-------- Source passage
Bryce Gunnar Hager (born May 4, 1992) is an American football linebacker who is a free agent. He played college football at Baylor. He was drafted by the St. Louis Rams in the seventh round of the 2015 NFL Draft.

Early years
Hager attended and played high school football at Westlake High School, where his teammates included future NFL quarterback Nick Foles and kicker Justin Tucker.

College career
Hager attended and played college football for Baylor.

Collegiate statistics

Professional career

St. Louis / Los Angeles Rams
Hager was drafted by the St. Louis Rams in the seventh round, 224th overall, of the 2015 NFL Draft.

On May 6, 2019, Hager re-signed with the Rams. He was placed on injured reserve on November 12, 2019, with a shoulder injury.

Las Vegas Raiders
On August 7, 2020, Hager signed with the Las Vegas Raiders. He was released on August 23, 2020.
----------------
Stated goal 1
In the linebacker biography, what overall pick did the St. Louis Rams use to draft Hager?
-------- Listing
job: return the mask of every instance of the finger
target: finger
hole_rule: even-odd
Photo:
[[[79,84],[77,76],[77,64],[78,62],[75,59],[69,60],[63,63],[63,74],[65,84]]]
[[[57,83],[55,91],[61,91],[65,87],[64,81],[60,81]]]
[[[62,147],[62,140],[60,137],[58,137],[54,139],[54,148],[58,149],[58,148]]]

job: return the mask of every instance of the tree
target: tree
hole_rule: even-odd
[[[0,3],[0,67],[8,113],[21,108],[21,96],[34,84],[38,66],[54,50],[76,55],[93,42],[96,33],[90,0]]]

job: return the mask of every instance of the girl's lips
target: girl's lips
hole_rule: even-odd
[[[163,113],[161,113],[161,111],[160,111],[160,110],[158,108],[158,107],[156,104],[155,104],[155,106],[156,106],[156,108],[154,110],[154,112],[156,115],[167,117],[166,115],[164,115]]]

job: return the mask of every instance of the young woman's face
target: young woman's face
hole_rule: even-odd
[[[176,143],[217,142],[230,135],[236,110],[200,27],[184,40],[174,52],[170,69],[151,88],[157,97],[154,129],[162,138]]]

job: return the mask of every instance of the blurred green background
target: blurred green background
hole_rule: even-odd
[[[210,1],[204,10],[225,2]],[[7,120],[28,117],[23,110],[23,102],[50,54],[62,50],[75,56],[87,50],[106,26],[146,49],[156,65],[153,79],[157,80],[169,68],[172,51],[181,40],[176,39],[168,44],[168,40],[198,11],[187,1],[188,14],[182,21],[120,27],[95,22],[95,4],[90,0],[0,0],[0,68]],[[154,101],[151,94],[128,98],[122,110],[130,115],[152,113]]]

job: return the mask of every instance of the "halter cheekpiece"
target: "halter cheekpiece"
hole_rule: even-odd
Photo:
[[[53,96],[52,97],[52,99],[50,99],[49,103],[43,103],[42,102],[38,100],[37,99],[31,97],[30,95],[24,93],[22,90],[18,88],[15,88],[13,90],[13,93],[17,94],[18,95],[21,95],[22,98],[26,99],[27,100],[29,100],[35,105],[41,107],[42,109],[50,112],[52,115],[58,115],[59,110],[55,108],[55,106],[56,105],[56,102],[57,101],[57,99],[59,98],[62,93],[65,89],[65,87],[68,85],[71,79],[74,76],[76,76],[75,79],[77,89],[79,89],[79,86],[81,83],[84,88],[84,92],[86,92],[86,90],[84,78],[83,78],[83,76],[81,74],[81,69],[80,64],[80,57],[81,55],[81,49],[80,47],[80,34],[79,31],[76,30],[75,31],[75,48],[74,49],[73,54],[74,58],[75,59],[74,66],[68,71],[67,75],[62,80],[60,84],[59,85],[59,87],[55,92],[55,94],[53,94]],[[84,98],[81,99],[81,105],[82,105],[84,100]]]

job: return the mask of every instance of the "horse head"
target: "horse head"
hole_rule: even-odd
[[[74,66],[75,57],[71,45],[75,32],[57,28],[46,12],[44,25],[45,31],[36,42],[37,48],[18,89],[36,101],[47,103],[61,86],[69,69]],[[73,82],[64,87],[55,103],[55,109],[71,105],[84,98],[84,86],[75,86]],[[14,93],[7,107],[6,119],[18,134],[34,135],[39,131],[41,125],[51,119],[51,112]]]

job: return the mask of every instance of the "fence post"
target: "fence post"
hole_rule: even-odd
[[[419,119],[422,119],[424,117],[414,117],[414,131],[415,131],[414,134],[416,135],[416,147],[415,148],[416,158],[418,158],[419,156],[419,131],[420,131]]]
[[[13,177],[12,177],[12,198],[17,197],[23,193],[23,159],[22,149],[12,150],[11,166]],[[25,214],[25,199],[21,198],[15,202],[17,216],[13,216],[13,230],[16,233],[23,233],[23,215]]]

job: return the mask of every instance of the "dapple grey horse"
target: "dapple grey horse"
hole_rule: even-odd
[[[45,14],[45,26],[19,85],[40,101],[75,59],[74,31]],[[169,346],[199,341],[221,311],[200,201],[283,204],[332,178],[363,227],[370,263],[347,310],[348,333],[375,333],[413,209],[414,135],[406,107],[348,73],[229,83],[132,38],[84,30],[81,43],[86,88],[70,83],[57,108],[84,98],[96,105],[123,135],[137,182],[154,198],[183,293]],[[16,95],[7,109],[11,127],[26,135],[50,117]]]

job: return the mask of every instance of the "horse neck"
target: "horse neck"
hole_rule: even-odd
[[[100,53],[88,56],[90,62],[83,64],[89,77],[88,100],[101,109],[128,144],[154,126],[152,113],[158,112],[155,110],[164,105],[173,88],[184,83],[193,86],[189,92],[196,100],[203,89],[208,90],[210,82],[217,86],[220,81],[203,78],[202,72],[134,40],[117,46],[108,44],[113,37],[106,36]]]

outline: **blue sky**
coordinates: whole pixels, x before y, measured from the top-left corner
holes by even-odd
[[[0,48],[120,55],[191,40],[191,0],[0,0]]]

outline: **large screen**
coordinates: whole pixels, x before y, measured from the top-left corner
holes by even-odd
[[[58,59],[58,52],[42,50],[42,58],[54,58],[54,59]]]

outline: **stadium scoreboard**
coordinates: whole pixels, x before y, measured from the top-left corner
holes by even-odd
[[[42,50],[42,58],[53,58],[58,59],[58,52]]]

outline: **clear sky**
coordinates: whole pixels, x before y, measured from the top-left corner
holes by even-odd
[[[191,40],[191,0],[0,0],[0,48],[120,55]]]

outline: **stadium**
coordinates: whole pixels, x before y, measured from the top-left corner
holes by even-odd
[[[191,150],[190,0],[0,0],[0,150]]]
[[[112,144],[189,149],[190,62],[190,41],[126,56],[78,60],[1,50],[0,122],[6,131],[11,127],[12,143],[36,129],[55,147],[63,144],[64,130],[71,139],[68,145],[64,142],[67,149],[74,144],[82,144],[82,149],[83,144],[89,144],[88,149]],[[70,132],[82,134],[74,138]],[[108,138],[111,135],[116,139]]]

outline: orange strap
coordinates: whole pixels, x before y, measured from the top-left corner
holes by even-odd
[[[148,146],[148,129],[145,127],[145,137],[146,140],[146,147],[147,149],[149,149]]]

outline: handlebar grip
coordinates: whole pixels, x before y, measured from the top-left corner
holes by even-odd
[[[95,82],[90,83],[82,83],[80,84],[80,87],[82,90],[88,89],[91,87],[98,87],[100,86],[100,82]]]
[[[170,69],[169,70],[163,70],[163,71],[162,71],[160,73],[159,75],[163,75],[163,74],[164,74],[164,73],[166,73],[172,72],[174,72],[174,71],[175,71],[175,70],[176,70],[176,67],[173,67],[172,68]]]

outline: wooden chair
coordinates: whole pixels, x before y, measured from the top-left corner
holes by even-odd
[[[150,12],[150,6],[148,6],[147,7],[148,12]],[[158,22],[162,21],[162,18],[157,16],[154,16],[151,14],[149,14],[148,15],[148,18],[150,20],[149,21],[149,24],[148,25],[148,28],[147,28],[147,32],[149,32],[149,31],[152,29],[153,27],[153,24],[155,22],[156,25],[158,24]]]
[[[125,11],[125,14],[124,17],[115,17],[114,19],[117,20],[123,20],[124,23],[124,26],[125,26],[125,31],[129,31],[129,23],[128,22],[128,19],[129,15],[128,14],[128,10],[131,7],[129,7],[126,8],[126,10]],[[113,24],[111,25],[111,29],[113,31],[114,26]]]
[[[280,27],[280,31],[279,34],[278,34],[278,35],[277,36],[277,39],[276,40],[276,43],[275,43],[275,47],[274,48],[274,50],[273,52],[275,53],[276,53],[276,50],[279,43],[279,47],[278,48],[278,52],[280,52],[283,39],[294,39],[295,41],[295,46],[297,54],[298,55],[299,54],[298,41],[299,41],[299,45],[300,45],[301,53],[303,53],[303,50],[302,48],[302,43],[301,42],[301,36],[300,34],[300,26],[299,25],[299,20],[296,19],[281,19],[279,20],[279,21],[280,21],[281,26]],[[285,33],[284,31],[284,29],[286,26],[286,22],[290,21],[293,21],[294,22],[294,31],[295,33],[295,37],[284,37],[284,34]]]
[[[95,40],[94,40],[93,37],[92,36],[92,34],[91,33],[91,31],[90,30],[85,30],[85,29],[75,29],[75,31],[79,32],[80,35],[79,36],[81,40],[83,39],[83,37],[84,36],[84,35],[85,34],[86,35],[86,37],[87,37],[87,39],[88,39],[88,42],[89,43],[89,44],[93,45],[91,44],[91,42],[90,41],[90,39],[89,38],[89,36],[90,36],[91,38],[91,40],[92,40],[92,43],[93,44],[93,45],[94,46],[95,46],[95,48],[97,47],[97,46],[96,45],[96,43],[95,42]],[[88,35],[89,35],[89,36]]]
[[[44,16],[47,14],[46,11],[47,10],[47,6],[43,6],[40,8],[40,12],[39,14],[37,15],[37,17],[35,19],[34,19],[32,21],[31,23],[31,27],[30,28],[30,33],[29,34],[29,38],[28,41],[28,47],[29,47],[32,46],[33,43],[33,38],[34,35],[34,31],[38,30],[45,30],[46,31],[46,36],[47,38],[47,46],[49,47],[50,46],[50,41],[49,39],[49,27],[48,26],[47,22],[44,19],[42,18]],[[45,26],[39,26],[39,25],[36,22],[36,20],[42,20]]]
----------------
Stated goal 2
Which lines of the records contain the string "post"? Pick out every one of them.

Exercise result 1
The 224th overall pick.

Exercise result 2
job: return the mask of every instance of the "fence post"
target: "fence post"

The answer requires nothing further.